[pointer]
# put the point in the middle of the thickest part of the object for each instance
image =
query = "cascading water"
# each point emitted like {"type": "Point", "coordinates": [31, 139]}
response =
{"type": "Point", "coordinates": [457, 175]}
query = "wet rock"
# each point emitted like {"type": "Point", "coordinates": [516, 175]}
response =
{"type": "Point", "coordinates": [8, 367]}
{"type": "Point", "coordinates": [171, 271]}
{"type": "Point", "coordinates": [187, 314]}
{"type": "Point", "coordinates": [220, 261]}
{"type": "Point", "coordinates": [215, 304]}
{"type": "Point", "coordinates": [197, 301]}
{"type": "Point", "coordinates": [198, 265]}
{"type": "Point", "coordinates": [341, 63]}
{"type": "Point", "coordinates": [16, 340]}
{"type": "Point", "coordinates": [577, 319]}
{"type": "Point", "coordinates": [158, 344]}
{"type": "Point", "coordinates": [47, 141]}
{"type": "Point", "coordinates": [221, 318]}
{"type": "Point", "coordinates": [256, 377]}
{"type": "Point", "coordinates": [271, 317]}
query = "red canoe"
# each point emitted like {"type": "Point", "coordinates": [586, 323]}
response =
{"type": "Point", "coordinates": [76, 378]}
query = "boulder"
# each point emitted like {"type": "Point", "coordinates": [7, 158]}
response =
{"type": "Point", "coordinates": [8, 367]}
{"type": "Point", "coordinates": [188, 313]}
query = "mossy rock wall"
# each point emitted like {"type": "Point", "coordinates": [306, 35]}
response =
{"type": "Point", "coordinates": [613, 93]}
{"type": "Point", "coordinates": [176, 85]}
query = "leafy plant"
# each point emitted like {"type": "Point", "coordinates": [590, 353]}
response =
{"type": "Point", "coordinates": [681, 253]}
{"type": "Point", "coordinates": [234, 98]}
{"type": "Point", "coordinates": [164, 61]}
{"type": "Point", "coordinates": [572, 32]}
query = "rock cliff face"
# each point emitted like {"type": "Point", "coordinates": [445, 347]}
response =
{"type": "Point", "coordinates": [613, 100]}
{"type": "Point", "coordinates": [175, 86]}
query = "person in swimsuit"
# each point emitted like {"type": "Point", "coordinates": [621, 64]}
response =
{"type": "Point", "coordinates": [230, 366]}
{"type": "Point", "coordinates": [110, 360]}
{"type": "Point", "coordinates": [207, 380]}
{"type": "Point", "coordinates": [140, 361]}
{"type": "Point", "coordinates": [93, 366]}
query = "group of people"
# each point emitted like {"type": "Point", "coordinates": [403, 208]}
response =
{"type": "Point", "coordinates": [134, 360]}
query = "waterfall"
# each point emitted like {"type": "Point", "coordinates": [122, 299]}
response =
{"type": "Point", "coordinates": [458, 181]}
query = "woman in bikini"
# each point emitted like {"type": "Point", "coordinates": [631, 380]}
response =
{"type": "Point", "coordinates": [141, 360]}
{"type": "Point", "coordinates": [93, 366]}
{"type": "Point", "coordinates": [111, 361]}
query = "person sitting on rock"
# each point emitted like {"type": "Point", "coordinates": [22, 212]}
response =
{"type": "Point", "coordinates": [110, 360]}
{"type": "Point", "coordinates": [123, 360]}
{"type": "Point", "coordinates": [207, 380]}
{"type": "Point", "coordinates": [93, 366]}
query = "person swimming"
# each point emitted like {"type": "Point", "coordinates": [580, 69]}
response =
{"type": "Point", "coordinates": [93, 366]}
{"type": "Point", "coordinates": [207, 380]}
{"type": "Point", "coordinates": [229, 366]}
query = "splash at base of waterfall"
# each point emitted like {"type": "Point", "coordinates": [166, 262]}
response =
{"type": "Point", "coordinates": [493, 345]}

**Exercise details**
Repeat the entries shown above, every one, word for word.

**Solved exercise**
[pointer]
# put the point in the middle of the thickest part of the object for each instance
image =
query = "cascading water"
# each point emitted like {"type": "Point", "coordinates": [31, 139]}
response =
{"type": "Point", "coordinates": [457, 175]}
query = "wet rock"
# each point emitted like {"type": "Point", "coordinates": [516, 175]}
response =
{"type": "Point", "coordinates": [8, 367]}
{"type": "Point", "coordinates": [171, 271]}
{"type": "Point", "coordinates": [187, 314]}
{"type": "Point", "coordinates": [220, 261]}
{"type": "Point", "coordinates": [215, 304]}
{"type": "Point", "coordinates": [197, 301]}
{"type": "Point", "coordinates": [198, 265]}
{"type": "Point", "coordinates": [341, 63]}
{"type": "Point", "coordinates": [16, 340]}
{"type": "Point", "coordinates": [577, 319]}
{"type": "Point", "coordinates": [158, 344]}
{"type": "Point", "coordinates": [47, 141]}
{"type": "Point", "coordinates": [221, 318]}
{"type": "Point", "coordinates": [256, 377]}
{"type": "Point", "coordinates": [271, 317]}
query = "red canoe"
# each point emitted like {"type": "Point", "coordinates": [586, 323]}
response =
{"type": "Point", "coordinates": [76, 378]}
query = "boulder"
# each point emitted like {"type": "Point", "coordinates": [7, 158]}
response =
{"type": "Point", "coordinates": [8, 367]}
{"type": "Point", "coordinates": [188, 313]}
query = "mossy rock wall"
# each point emitted like {"type": "Point", "coordinates": [306, 35]}
response =
{"type": "Point", "coordinates": [613, 93]}
{"type": "Point", "coordinates": [176, 85]}
query = "leafy plant"
# each point emitted like {"type": "Point", "coordinates": [590, 353]}
response =
{"type": "Point", "coordinates": [681, 253]}
{"type": "Point", "coordinates": [234, 98]}
{"type": "Point", "coordinates": [164, 61]}
{"type": "Point", "coordinates": [572, 32]}
query = "rock cliff face"
# each point emitted like {"type": "Point", "coordinates": [445, 347]}
response =
{"type": "Point", "coordinates": [613, 100]}
{"type": "Point", "coordinates": [175, 86]}
query = "person in swimsuit"
# each point emitted like {"type": "Point", "coordinates": [621, 64]}
response =
{"type": "Point", "coordinates": [230, 366]}
{"type": "Point", "coordinates": [110, 360]}
{"type": "Point", "coordinates": [207, 380]}
{"type": "Point", "coordinates": [140, 361]}
{"type": "Point", "coordinates": [93, 366]}
query = "group of people"
# each point emitted like {"type": "Point", "coordinates": [403, 208]}
response =
{"type": "Point", "coordinates": [134, 360]}
query = "waterfall"
# each point emitted like {"type": "Point", "coordinates": [122, 299]}
response =
{"type": "Point", "coordinates": [458, 181]}
query = "woman in bikini"
# each point emitted like {"type": "Point", "coordinates": [631, 380]}
response =
{"type": "Point", "coordinates": [141, 360]}
{"type": "Point", "coordinates": [93, 366]}
{"type": "Point", "coordinates": [111, 361]}
query = "person sitting on rock"
# each point emitted like {"type": "Point", "coordinates": [22, 212]}
response =
{"type": "Point", "coordinates": [110, 360]}
{"type": "Point", "coordinates": [123, 360]}
{"type": "Point", "coordinates": [207, 380]}
{"type": "Point", "coordinates": [93, 366]}
query = "person swimming"
# each point emitted like {"type": "Point", "coordinates": [580, 69]}
response =
{"type": "Point", "coordinates": [93, 366]}
{"type": "Point", "coordinates": [207, 380]}
{"type": "Point", "coordinates": [229, 366]}
query = "splash at base of waterfall"
# each point emitted like {"type": "Point", "coordinates": [166, 262]}
response =
{"type": "Point", "coordinates": [493, 345]}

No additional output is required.